# Task brief:
Write each line exactly as it stands, from the line containing "of the small" through the end of the data.

** start of Input records **

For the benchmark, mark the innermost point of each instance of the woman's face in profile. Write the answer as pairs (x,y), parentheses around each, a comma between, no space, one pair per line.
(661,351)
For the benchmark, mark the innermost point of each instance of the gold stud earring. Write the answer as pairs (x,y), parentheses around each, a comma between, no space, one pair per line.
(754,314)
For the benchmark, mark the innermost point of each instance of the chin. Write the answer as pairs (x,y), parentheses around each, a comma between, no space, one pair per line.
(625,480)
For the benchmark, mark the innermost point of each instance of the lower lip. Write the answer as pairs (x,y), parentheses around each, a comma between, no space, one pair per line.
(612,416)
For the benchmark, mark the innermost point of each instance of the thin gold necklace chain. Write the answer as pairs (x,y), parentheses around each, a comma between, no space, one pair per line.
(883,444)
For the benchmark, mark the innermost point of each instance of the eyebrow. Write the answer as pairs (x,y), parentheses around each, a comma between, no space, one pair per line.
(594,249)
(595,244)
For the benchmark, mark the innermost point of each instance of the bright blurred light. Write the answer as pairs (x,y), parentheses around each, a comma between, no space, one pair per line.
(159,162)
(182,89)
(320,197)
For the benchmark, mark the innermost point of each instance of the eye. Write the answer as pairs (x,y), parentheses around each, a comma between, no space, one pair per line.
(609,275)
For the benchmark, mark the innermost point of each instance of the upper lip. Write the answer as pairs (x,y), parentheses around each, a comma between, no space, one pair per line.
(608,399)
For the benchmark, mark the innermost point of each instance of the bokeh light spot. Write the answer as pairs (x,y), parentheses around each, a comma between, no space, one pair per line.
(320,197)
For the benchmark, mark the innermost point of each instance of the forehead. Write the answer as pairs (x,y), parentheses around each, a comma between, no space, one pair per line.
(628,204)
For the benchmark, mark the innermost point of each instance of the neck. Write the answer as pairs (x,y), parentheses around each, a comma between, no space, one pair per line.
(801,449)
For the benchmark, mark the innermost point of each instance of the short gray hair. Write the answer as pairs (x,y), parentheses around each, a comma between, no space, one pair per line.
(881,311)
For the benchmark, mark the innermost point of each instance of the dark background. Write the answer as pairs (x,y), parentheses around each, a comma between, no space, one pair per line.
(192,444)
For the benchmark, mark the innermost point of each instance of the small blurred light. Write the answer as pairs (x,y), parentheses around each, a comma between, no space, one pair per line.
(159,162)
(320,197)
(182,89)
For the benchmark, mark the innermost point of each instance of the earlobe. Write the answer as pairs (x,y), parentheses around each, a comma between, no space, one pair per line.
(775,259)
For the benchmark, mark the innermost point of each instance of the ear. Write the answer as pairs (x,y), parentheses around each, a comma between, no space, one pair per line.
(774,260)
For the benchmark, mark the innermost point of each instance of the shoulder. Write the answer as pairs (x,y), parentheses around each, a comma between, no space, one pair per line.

** end of Input records **

# Solution to the problem:
For the benchmark, mark the innermost point of each instance of the small blurred light. Write the answer as pairs (x,y), parentheses around each, a comma between, no space, one pair per line.
(159,162)
(320,197)
(182,89)
For the benchmark, mark the innermost point of each instance of the earlobe. Write the answer as pairs (x,y), parentheses around each, a comma between, no space, one pair per line.
(775,259)
For the benchmark, mark the innermost point of each instance of the ear. Write the answer as pairs (x,y), parentheses around each, a comma between, no space, one pair per line.
(774,260)
For the benchmark, mark the innermost point of each instance of the shoulder. Write the answer as pairs (x,y), parentheses around each, a comma between, no space, one pair per line.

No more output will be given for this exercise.